Task brief: Reproduce the rows below word for word, starting at the line that contains "In this exercise you will find the framed" and ending with the last row.

--- START ---

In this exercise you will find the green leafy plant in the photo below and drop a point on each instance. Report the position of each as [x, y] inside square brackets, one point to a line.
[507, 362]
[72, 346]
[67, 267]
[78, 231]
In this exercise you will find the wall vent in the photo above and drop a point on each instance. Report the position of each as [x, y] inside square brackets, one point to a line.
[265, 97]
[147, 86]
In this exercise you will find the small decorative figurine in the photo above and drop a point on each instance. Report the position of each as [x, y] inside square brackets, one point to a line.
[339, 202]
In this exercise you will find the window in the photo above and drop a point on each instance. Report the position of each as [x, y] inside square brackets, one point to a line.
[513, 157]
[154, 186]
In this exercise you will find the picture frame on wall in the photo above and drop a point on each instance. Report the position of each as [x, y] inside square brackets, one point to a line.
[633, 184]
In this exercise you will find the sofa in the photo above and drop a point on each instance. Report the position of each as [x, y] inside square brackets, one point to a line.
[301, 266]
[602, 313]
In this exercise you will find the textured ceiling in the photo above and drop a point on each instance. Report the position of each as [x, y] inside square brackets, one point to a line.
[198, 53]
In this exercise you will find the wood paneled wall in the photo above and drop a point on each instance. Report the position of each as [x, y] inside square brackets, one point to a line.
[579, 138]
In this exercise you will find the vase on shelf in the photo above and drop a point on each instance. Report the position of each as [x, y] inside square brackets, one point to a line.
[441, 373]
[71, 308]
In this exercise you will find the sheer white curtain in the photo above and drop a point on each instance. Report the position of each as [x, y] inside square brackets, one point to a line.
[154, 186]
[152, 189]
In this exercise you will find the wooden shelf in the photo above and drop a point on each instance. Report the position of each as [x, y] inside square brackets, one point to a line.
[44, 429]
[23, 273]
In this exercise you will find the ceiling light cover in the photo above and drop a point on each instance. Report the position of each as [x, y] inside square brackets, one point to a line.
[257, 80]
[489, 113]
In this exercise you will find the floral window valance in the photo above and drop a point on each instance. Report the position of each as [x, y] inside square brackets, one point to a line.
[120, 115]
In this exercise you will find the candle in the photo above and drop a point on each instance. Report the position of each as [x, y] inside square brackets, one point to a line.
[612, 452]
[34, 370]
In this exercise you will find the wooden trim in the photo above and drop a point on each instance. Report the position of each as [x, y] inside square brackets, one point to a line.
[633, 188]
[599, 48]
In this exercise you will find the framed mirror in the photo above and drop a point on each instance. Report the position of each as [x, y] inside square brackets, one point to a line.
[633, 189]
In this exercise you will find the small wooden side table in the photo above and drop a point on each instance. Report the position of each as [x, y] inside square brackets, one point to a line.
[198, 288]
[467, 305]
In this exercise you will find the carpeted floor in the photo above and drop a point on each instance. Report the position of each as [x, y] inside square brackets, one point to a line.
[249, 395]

--- END ---

Reply to the task:
In this exercise you will find the framed mirror in the photo above and drop a point on each instance. Report the position of each as [x, y] inside square brackets, one point to a line.
[633, 189]
In this exercise you will find the small wooden side table in the photo above and drop a point on each instance. Report the position of each as [x, y] inside square brackets, one point to a line.
[198, 288]
[467, 305]
In this exercise you will find the carpeted floor in the photo above and drop a point on each instance. Report the position of each as [x, y] inside square brackets, one point to a line.
[249, 395]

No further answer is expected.